*Text extract:*
An electronic equipment cabinet, designated broadly at 10, is shown in FIG. 1. The cabinet 10 may be a generally box-shaped structure, with a front door 12, opposed sidewalls 14, a rear wall 16 (which may include removable panels that cover access windows), a top wall (ceiling) 18, and a bottom wall (floor) 20. The structural components of the cabinet 10 may be conventional in nature and need not be described in detail herein. In example embodiments, the front door 12 may be positioned between about 18 and 28 inches from the rear wall 16, and the cabinet 10 may be between about 60 and 84 inches in height.

A plurality of shelves 22 may be provided and various electronic devices 30 may be mounted on these shelves 22. While the electronic devices 30 are mounted on shelves 22 in the depicted embodiment, it will be appreciated that the electronic equipment 30 may alternatively be mounted within the cabinet 10 using vertical rack structures (not shown).

The electronic devices 30 depicted within the example cabinet 10 are a cabinet controller 31, a power supply 32, a multicarrier power amplifiers 33, a battery 34, a baseband unit 35 and backhaul equipment 36. The depicted electronic devices 30 are examples of representative types of electronic equipment that are often stored in metal cabinets at cellular base stations. Each of these depicted electronic devices 30 may provide conventional functionality, which is not described at length herein. The electronic devices 30 illustrated in FIG. 1 are drawn schematically and are for illustrative purposes only. The sizes and locations of the electronic devices 30 within the cabinet 10 are not necessarily to scale.

*Required tasks:*
a) In the cabinet description, switch "baseband unit" to "radio unit" and write out the passage starting with "The electronic devices 30 depicted" and going on through "necessarily to scale.".
b) List every electronic device that the cabinet description names as depicted within the example cabinet.

*Supplied material:*
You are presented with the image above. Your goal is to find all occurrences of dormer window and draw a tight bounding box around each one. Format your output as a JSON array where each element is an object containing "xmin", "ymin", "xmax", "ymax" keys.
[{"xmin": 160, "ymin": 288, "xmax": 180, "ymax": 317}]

*Answers per task:*
a)
The electronic devices 30 depicted within the example cabinet 10 are a cabinet controller 31, a power supply 32, a multicarrier power amplifiers 33, a battery 34, a radio unit 35 and backhaul equipment 36. The depicted electronic devices 30 are examples of representative types of electronic equipment that are often stored in metal cabinets at cellular base stations. Each of these depicted electronic devices 30 may provide conventional functionality, which is not described at length herein. The electronic devices 30 illustrated in FIG. 1 are drawn schematically and are for illustrative purposes only. The sizes and locations of the electronic devices 30 within the cabinet 10 are not necessarily to scale.

b) cabinet controller, power supply, multicarrier power amplifiers, battery, baseband unit, backhaul equipment